• **Your goal**: Reproduce the lines below verbatim, from the line containing "of the yellow" through the end of the entries, both included. Leave the pictures out.

• **Recorded information**:
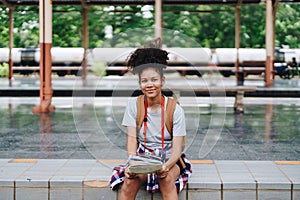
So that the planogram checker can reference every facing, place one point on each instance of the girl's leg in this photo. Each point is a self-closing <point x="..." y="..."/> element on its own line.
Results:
<point x="131" y="187"/>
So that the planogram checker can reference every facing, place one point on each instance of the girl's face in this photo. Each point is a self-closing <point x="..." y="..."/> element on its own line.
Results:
<point x="151" y="82"/>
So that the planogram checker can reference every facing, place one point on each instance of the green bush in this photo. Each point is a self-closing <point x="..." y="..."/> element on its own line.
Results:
<point x="4" y="69"/>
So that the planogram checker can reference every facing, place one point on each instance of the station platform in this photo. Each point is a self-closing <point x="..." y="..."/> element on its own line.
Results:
<point x="88" y="179"/>
<point x="256" y="157"/>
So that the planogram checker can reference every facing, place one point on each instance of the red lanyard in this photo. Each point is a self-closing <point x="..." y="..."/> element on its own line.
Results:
<point x="162" y="121"/>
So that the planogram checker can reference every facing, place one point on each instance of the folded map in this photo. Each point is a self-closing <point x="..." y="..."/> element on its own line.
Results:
<point x="144" y="164"/>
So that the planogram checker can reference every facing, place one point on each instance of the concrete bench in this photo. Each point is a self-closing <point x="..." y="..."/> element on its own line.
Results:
<point x="82" y="179"/>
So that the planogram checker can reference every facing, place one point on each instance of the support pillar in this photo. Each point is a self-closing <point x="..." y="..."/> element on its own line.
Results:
<point x="158" y="19"/>
<point x="237" y="41"/>
<point x="85" y="42"/>
<point x="269" y="44"/>
<point x="10" y="45"/>
<point x="46" y="92"/>
<point x="275" y="7"/>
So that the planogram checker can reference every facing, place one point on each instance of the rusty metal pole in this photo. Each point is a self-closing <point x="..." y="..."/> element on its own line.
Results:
<point x="10" y="45"/>
<point x="269" y="44"/>
<point x="45" y="12"/>
<point x="158" y="19"/>
<point x="275" y="7"/>
<point x="237" y="40"/>
<point x="85" y="42"/>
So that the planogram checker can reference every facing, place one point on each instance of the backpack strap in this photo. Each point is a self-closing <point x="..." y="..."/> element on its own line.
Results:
<point x="171" y="105"/>
<point x="140" y="112"/>
<point x="170" y="109"/>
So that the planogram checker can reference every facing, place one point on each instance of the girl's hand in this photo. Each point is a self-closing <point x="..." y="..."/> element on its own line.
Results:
<point x="163" y="173"/>
<point x="128" y="174"/>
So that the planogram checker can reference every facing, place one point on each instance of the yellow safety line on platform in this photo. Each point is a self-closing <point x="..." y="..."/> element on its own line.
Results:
<point x="23" y="160"/>
<point x="287" y="162"/>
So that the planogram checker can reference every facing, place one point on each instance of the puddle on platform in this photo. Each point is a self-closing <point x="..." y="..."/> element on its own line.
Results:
<point x="263" y="132"/>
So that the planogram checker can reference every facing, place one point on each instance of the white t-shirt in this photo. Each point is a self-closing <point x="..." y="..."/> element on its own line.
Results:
<point x="153" y="133"/>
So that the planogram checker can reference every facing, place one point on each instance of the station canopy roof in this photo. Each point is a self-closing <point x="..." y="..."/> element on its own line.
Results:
<point x="137" y="2"/>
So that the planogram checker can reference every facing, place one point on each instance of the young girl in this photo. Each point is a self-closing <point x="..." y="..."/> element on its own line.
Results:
<point x="153" y="135"/>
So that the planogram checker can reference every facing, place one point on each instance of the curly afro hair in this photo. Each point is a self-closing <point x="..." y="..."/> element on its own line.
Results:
<point x="156" y="57"/>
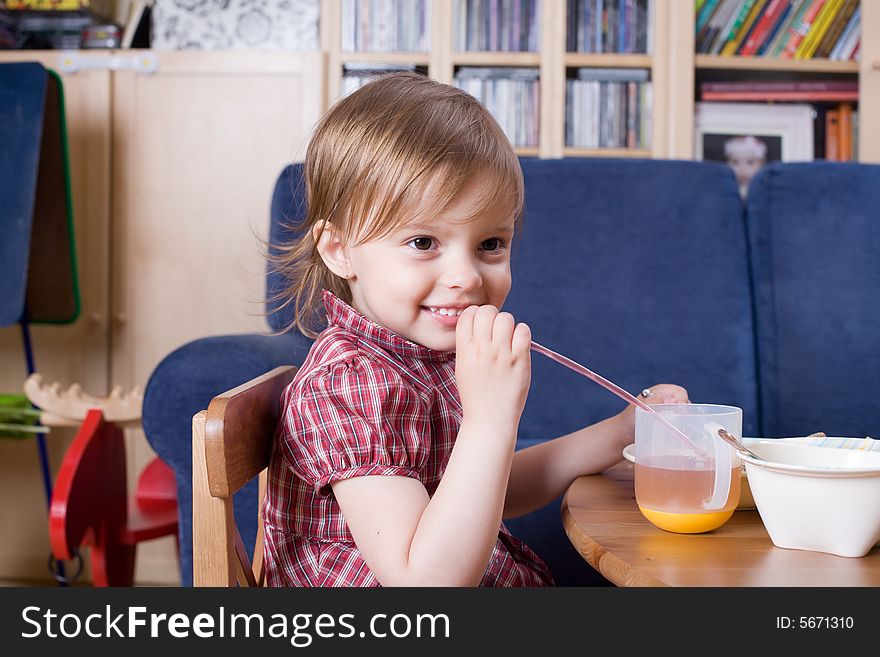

• **Answer**:
So that the planogram checker can reference every facing, place one point on each instance of the yellow safety line on platform in this photo. Each point is a self-closing <point x="..." y="..."/> element on its own line.
Results:
<point x="23" y="160"/>
<point x="287" y="162"/>
So that the planogram checker can reference every facing, place one point on each instance of the puddle on platform in this photo. Each point is a self-closing <point x="..." y="..."/> element on its own line.
Results:
<point x="263" y="132"/>
So that the planogram checker can reference every facing, place one point on each instance of the white t-shirt in this photo. Each point is a self-closing <point x="..." y="..."/> element on its own line.
Results:
<point x="153" y="133"/>
So that the planogram checker can reference every facing, place one point on each instance of the station canopy roof in this photo. Each point is a self-closing <point x="..." y="..."/> element on its own line.
Results:
<point x="137" y="2"/>
So that the planogram checker can reference every facing, place one point on each instance of the young girl in this photo. Each point is a self-closing <point x="..." y="..."/> element on its own line.
Results:
<point x="153" y="135"/>
So that the planogram checker can reference every facing, place one point on each instance of the curly afro hair in this photo. Each point is a self-closing <point x="..." y="..."/> element on its own line.
Results:
<point x="156" y="57"/>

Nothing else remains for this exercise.